[Entries of labeled points]
........
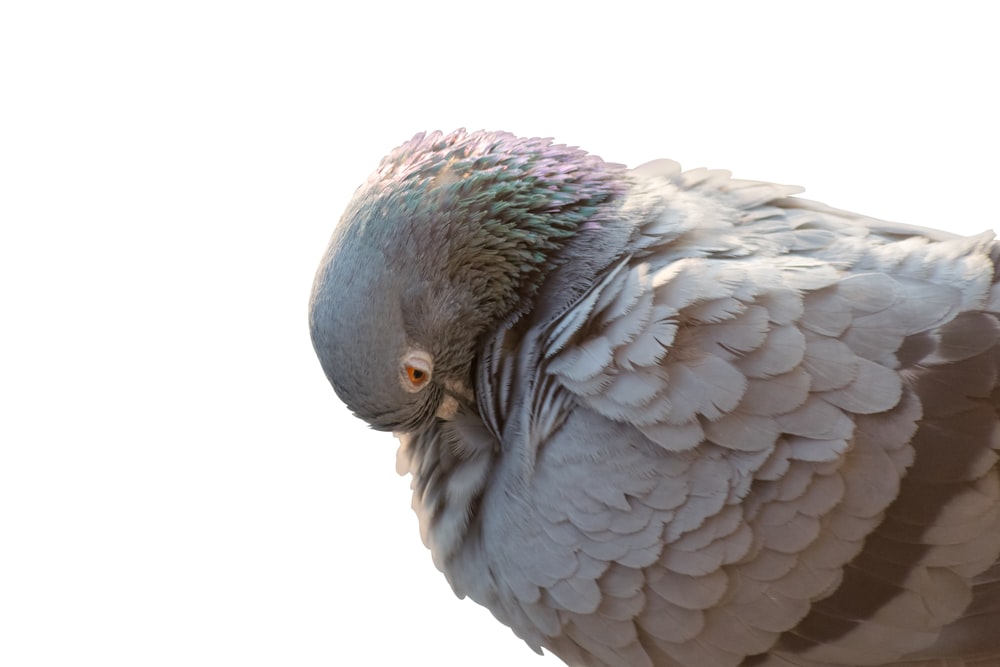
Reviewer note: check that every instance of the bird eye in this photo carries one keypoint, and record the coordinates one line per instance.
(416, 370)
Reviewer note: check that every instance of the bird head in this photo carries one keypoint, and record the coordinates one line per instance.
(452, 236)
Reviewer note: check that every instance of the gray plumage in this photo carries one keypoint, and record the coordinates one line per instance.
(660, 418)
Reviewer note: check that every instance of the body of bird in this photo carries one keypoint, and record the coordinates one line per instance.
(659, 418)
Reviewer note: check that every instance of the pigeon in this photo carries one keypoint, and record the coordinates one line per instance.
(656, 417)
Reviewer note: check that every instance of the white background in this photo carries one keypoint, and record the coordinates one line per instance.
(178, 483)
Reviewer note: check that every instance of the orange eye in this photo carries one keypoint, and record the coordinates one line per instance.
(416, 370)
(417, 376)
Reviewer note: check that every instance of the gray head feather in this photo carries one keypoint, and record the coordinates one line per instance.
........
SET PROBLEM: Render the part of the entries that opens with the line containing "Reviewer note: check that every instance of the body" and runs through the last line of the entries as a JSON list of strings, one string per line. Include both the opening and closing lines, and omit blank lines.

FULL SOLUTION:
[
  "Reviewer note: check that every instance of the body of bird in this photo carries one keypoint, and record the coordinates one line per instance.",
  "(659, 418)",
  "Reviewer note: check that every instance of the pigeon in this photo carries one keypoint, and record the coordinates one line per instance.",
  "(656, 417)",
  "Reviewer note: check that every instance of the white background in this photo carries one keypoint, and record the coordinates one line per instance.",
  "(178, 483)",
  "Reviewer note: check that every instance of the orange eye in this photo carries one keypoint, and record the coordinates one line per instance.",
  "(416, 370)",
  "(417, 376)",
  "Reviewer note: check that every instance of the gray head feather in this photo carries one keypoint, and record the coordinates one line per instance."
]